── Available data
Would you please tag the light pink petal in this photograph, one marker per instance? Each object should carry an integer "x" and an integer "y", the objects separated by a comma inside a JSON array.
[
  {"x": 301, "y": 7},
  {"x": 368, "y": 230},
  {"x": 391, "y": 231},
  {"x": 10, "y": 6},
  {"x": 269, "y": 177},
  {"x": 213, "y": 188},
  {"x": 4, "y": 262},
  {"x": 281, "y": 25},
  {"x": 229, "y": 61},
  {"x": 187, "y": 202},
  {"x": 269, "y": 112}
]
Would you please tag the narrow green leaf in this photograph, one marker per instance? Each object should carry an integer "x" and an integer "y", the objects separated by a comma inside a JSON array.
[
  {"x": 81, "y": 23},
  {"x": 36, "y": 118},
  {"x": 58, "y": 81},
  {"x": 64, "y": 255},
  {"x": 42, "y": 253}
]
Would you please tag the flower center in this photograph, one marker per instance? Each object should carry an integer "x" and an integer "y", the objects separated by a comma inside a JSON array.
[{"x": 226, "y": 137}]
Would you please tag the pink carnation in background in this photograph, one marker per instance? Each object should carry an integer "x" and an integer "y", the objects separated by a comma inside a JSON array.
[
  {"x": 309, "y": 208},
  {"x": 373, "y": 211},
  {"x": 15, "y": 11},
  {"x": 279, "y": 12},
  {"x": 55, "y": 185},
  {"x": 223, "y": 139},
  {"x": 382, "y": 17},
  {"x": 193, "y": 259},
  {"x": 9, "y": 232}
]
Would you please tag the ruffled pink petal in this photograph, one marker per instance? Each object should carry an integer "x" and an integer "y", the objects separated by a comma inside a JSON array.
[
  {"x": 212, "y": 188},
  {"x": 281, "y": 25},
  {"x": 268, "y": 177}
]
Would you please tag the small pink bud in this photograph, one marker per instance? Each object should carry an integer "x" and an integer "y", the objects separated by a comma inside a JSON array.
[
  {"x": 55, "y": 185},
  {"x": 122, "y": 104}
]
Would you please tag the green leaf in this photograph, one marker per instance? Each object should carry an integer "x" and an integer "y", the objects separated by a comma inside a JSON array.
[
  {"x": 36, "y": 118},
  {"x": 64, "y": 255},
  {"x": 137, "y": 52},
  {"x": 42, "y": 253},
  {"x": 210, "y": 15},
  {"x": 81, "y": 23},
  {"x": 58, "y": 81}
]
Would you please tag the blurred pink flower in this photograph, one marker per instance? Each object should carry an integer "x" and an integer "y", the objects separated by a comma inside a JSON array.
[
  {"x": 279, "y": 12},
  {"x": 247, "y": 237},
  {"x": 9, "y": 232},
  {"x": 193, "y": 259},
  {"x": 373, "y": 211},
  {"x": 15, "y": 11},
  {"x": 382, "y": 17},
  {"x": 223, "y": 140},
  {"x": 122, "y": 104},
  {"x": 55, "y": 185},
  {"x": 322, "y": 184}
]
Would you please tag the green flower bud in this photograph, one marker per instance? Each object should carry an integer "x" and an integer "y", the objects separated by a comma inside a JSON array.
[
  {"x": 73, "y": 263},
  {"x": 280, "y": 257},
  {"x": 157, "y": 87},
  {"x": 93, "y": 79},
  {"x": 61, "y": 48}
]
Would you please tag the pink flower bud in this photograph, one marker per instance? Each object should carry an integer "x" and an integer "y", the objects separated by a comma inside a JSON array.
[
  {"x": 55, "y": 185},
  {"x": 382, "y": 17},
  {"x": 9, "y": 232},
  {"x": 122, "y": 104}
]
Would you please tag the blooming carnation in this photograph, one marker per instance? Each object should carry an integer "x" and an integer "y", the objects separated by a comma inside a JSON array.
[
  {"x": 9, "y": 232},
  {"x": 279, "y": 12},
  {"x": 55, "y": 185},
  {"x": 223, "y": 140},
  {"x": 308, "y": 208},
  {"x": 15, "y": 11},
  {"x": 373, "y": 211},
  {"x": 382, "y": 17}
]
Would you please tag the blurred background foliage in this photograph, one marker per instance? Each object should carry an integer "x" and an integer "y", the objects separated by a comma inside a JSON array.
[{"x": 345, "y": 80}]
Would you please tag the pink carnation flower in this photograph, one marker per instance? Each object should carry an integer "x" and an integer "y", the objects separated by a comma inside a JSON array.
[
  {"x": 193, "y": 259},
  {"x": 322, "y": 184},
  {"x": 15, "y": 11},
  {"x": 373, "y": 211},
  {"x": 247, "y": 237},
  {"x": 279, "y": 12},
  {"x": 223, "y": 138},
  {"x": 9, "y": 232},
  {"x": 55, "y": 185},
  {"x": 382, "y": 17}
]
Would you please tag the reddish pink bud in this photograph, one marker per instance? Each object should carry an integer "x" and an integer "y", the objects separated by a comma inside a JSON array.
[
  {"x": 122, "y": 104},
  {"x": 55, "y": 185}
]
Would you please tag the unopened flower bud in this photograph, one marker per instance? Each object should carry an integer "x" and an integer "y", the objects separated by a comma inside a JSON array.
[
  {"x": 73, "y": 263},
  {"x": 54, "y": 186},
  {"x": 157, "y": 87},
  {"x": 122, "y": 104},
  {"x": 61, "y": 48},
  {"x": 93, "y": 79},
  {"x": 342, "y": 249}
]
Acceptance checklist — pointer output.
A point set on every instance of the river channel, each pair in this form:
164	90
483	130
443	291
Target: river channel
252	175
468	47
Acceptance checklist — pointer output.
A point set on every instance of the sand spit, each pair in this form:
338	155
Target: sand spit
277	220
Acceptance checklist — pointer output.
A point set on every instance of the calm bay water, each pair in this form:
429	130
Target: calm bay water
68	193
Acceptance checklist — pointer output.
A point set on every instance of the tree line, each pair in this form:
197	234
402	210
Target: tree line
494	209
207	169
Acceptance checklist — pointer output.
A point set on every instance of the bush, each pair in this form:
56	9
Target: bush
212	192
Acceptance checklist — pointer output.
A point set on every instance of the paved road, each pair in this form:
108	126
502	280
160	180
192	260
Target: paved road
────
_Objective:_
Above are the records; retype every one exactly.

_Answer:_
Would you please tag the light pink petal in this photograph, one marker per instance? Each object should carry an integer "x" and an integer "y", the objects separated by a comma inside a JSON array.
[
  {"x": 301, "y": 7},
  {"x": 368, "y": 230},
  {"x": 391, "y": 231},
  {"x": 10, "y": 6},
  {"x": 269, "y": 177},
  {"x": 213, "y": 188},
  {"x": 4, "y": 262},
  {"x": 281, "y": 25},
  {"x": 229, "y": 61},
  {"x": 187, "y": 202},
  {"x": 269, "y": 112}
]
Would you please tag the narrow green leaf in this photograph, one marker per instance? Each object should carry an integer "x" and an integer "y", the objects separated by a comma inside a JSON array.
[
  {"x": 81, "y": 23},
  {"x": 36, "y": 118},
  {"x": 58, "y": 81},
  {"x": 64, "y": 255},
  {"x": 42, "y": 253}
]
Would you please tag the flower center in this photograph, one marker per instance? Each object should carry an integer "x" and an integer "y", the objects separated by a comma inside a JSON array.
[{"x": 226, "y": 137}]
Would you please tag the pink carnation in background in this photograph, one marker per instance? Each object should carry an integer "x" and an integer "y", the objects separated by a comma inside a JSON array.
[
  {"x": 309, "y": 208},
  {"x": 373, "y": 211},
  {"x": 15, "y": 11},
  {"x": 279, "y": 12},
  {"x": 55, "y": 185},
  {"x": 223, "y": 139},
  {"x": 382, "y": 17},
  {"x": 193, "y": 259},
  {"x": 9, "y": 232}
]
Would you please tag the ruffled pink petal in this photograph, one marker per instance? Each object should carry an integer "x" and an integer "y", the objects separated by a comma inside a JSON array.
[
  {"x": 212, "y": 188},
  {"x": 281, "y": 25},
  {"x": 268, "y": 177}
]
Would you please tag the small pink bud in this photograph, one marker per instance? Each object should carry an integer "x" and an integer "y", the objects separated by a comma inside a JSON array.
[
  {"x": 55, "y": 185},
  {"x": 122, "y": 104}
]
Would you please tag the green leaf in this photograph, one marker per instance? Each object should carry an integer "x" and an integer "y", the objects separated by a comma inside a JSON array.
[
  {"x": 36, "y": 118},
  {"x": 64, "y": 255},
  {"x": 137, "y": 52},
  {"x": 42, "y": 253},
  {"x": 210, "y": 15},
  {"x": 81, "y": 23},
  {"x": 58, "y": 81}
]
Would you please tag the blurred pink flower in this photograph, one marker per instance? Each object should carry an integer "x" and an integer "y", the objects separated by a comma inside a JSON array.
[
  {"x": 279, "y": 12},
  {"x": 247, "y": 237},
  {"x": 9, "y": 232},
  {"x": 193, "y": 259},
  {"x": 373, "y": 211},
  {"x": 15, "y": 11},
  {"x": 382, "y": 17},
  {"x": 223, "y": 140},
  {"x": 122, "y": 104},
  {"x": 55, "y": 185},
  {"x": 322, "y": 184}
]
Would you please tag the green flower bud in this photograph, one marker per instance? Each object should carry an integer "x" and an integer "y", the objects separated by a comma inside a JSON array.
[
  {"x": 73, "y": 263},
  {"x": 280, "y": 257},
  {"x": 157, "y": 87},
  {"x": 93, "y": 79},
  {"x": 61, "y": 48}
]
Would you please tag the pink flower bud in this photograph, one marker per instance? Each object should carry an integer "x" and an integer "y", the objects separated by a comma inside a JSON array.
[
  {"x": 55, "y": 185},
  {"x": 382, "y": 17},
  {"x": 9, "y": 232},
  {"x": 122, "y": 104}
]
Would you please tag the blooming carnation in this photograph, one marker per instance? Each object should carry an integer "x" and an integer "y", the objects separated by a comma inside a JSON array.
[
  {"x": 9, "y": 232},
  {"x": 279, "y": 12},
  {"x": 55, "y": 185},
  {"x": 223, "y": 140},
  {"x": 308, "y": 208},
  {"x": 15, "y": 11},
  {"x": 373, "y": 211},
  {"x": 382, "y": 17}
]
Would you please tag the blurred background foliage in this photograph, one marker per instance? Each object should carry an integer "x" and an integer "y", the objects separated by a comma inside a JSON array.
[{"x": 345, "y": 80}]
Would you please tag the pink carnation flower in this photograph, one marker per instance? Each object should carry an integer "x" and an integer "y", the objects separated by a comma inside a JSON array.
[
  {"x": 193, "y": 259},
  {"x": 322, "y": 184},
  {"x": 15, "y": 11},
  {"x": 373, "y": 211},
  {"x": 247, "y": 237},
  {"x": 279, "y": 12},
  {"x": 223, "y": 138},
  {"x": 9, "y": 232},
  {"x": 55, "y": 185},
  {"x": 382, "y": 17}
]
Would you please tag the reddish pink bud in this photograph, one marker per instance? Each object should carry an integer "x" and an integer "y", the objects separated by a comma inside a JSON array.
[
  {"x": 122, "y": 104},
  {"x": 55, "y": 185}
]
Would you please tag the unopened flower bud in this photograph, one marker per instance? Each object should carry an integer "x" and an integer "y", the objects separated by a comma inside a JSON array.
[
  {"x": 73, "y": 263},
  {"x": 54, "y": 186},
  {"x": 157, "y": 87},
  {"x": 122, "y": 104},
  {"x": 61, "y": 48},
  {"x": 93, "y": 79},
  {"x": 342, "y": 249}
]
Acceptance checklist — pointer output.
A point set on every instance of the river channel, each pair in this form:
164	90
483	130
443	291
Target: river channel
252	175
468	47
Acceptance checklist — pointer output.
A point set on every instance of the sand spit, each pair in this form:
338	155
Target: sand spit
277	220
Acceptance checklist — pointer output.
A point set on every instance of the calm bay water, each pair in this form:
429	130
Target: calm bay water
68	193
Acceptance checklist — pointer output.
A point set on every instance of the tree line, each pair in this form:
197	234
402	210
Target: tree line
494	209
207	169
Acceptance checklist — pointer output.
A point set on every instance of the bush, each pair in this form:
56	9
Target: bush
212	192
Acceptance checklist — pointer output.
A point set on every instance of the paved road, each pair in this form:
108	126
502	280
160	180
192	260
Target: paved road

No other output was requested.